* [Prompt] Every record below should be printed exactly as given.

* [Provided data]

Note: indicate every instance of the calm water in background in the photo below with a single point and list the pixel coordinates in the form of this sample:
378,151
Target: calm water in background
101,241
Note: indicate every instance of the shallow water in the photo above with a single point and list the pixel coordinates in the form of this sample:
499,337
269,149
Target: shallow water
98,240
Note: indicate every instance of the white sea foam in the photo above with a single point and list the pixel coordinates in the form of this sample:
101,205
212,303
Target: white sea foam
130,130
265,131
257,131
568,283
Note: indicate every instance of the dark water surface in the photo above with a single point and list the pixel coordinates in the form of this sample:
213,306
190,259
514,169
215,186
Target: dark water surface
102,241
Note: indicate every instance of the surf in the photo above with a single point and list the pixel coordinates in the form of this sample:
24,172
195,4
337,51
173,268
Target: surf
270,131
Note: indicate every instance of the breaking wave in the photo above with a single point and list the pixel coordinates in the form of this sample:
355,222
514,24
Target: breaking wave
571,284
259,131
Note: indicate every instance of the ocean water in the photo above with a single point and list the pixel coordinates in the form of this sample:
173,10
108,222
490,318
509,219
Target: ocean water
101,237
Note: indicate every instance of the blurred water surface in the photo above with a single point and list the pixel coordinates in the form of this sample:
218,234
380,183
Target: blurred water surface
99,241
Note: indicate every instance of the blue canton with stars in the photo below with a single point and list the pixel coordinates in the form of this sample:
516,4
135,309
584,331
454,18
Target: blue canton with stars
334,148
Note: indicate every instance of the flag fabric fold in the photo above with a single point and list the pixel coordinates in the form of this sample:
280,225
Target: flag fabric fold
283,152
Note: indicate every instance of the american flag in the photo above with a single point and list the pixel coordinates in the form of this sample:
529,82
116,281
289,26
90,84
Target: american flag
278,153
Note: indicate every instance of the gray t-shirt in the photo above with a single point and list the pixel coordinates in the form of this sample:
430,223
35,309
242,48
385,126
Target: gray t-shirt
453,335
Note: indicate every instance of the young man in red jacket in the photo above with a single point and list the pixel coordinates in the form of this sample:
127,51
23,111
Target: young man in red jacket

* [Solution to this task]
Note: indicate every instance of the calm water in background in the photo below with a single point and list the pixel coordinates in the form of this sample:
378,151
Target: calm water in background
101,241
Note: indicate every instance of the shallow water in the photo above with a single point and list the pixel coordinates in the form of this sample:
499,337
269,149
Target: shallow water
98,240
Note: indicate every instance of the white sea foam in the photo above with a single point and list the pixel coordinates in the form of this sample:
101,205
212,303
Target: white sea foam
130,130
265,131
257,131
568,283
Note: indicate every instance of the dark water surface in the photo above with a single point and list the pixel coordinates in the form of this sample:
213,306
190,259
514,169
215,186
Target: dark water surface
102,241
Note: indicate every instance of the surf in the photo above with a single point and list the pixel coordinates in the form of this sample:
24,172
195,4
337,51
173,268
Target: surf
270,131
Note: indicate every instance of the breaking wave in the photo above with a single point and list the pixel coordinates in the form of this sample:
355,222
514,24
Target: breaking wave
571,284
259,131
Note: indicate every instance of the ocean water in the photo above with a single point and list the pixel coordinates in the form of this sample:
173,10
108,222
490,318
509,219
Target: ocean water
101,237
Note: indicate every instance of the blurred water surface in the photo above with a single point and list the pixel coordinates in the form of this sample:
218,234
380,183
Target: blurred water surface
99,241
Note: indicate every instance of the blue canton with stars in the photo below with a single point and list the pixel coordinates in the form of this sample:
516,4
135,309
584,331
454,18
Target: blue canton with stars
334,148
Note: indicate every instance of the flag fabric fold in the photo above with a single point and list the pixel coordinates in the form of this sample:
280,225
Target: flag fabric fold
283,152
Note: indicate every instance of the american flag in the photo above with a single point and list the pixel coordinates in the form of this sample:
529,82
116,281
289,26
90,84
Target: american flag
278,153
Note: indicate every instance of the gray t-shirt in the photo above with a single point and list the pixel coordinates in the form of this sample:
430,223
35,309
242,48
385,126
Target: gray t-shirt
453,335
Note: indicate every instance of the young man in red jacket in the photo above with a single point and list the pixel coordinates in the form of this sample:
127,51
23,111
Target: young man in red jacket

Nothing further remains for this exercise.